Part of a data file:
-=-=-=-=-

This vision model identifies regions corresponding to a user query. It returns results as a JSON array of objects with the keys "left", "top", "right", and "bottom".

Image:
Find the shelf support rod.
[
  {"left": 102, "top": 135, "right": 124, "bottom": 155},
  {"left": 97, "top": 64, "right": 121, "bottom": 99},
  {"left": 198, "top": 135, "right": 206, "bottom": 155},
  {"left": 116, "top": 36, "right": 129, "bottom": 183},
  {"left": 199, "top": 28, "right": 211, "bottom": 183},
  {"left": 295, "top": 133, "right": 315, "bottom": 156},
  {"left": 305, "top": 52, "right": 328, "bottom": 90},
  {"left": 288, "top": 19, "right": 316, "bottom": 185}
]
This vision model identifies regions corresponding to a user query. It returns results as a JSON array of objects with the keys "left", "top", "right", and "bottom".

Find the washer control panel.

-=-=-=-=-

Reproduce the data above, substituting "detection model" for every occurrence of "vision model" and leaving everything else unchanged.

This detection model identifies regions corresponding to a user query. It returns results as a JSON array of objects with the keys "left", "top", "right", and "bottom".

Image:
Find the shelf support rod.
[
  {"left": 102, "top": 135, "right": 124, "bottom": 155},
  {"left": 97, "top": 64, "right": 121, "bottom": 99},
  {"left": 198, "top": 135, "right": 206, "bottom": 155},
  {"left": 116, "top": 36, "right": 129, "bottom": 183},
  {"left": 199, "top": 28, "right": 211, "bottom": 183},
  {"left": 295, "top": 133, "right": 315, "bottom": 156},
  {"left": 305, "top": 52, "right": 328, "bottom": 90},
  {"left": 288, "top": 19, "right": 316, "bottom": 185}
]
This detection model identifies regions corresponding to a user query. It returns results as a JSON array of objects with the keys "left", "top", "right", and "bottom".

Find the washer control panel.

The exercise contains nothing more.